• SHORT TASK 1: Recast the records as a Markdown table with the columns Row and Line, one row per line and blank lines left out. Cover only the records from the line with "label: wheel hub => bbox" through the end of the records, both ends included.

• DOCUMENT PASSAGE:
+--

Linear Regression and Predictions

on

Multiple Datums can form Data, Mindless Data can do wonders,

Mindful you and me can do magic, because together we can get better!!

Introduction

Whenever we take a crucial decision it is largely dependent on multiple things/instances that affect the final decision to be taken. For example, suppose we need to sell a used car. To decide or get an idea about what price should be car sold it will be depended on Car’s Company, Miles Traveled, Years Used, Mileage. etc. This indicates Selling Price of a used car will be a scalar measure of the instances which we just addressed. Linear Regression is one such modelling which can help us find this with simple statistical computations. To build a Linear Regression model, a history of data of such similar used cars can be deployed. Later, this model can be used to predict the car’s selling price provided we fed the instances of the car in the model. This is all about how linear regressions model can be built with the past data and the model can be deployed to predict. And this is all we will go through today, initiating with building model on data, analyzing model and lately predicting with our regression model.

+--

• PROVIDED INFORMATION:

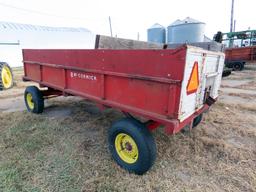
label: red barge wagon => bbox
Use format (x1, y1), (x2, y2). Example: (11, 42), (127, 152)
(23, 46), (225, 174)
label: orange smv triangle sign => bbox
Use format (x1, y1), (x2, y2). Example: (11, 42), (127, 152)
(187, 61), (199, 95)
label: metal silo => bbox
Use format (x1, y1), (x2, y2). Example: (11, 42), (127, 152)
(168, 17), (205, 44)
(148, 23), (166, 43)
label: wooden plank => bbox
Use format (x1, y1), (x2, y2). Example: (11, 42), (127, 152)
(95, 35), (164, 49)
(168, 41), (225, 52)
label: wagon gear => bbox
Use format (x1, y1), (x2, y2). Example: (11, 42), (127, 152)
(23, 46), (224, 174)
(0, 62), (13, 90)
(24, 86), (44, 113)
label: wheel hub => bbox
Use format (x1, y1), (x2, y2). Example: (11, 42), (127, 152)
(26, 93), (35, 109)
(115, 133), (139, 164)
(1, 66), (12, 89)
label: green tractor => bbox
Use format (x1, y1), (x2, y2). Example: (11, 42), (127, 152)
(0, 62), (13, 91)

+--

• SHORT TASK 2:
Answer these questions about the linear regression passage:
(a) What example of a decision does the passage give?
(b) What can be used to build a Linear Regression model for that example?
(c) Which three steps does the passage say it will go through?

• EXERCISE ANSWER 1:
| Row | Line |
|---|---|
| 1 | label: wheel hub => bbox |
| 2 | Use format (x1, y1), (x2, y2). Example: (11, 42), (127, 152) |
| 3 | (26, 93), (35, 109) |
| 4 | (115, 133), (139, 164) |
| 5 | (1, 66), (12, 89) |
| 6 | label: green tractor => bbox |
| 7 | Use format (x1, y1), (x2, y2). Example: (11, 42), (127, 152) |
| 8 | (0, 62), (13, 91) |

• EXERCISE ANSWER 2:
(a) Selling a used car.
(b) A history of data of similar used cars.
(c) Building a model on data, analyzing the model, and predicting with the regression model.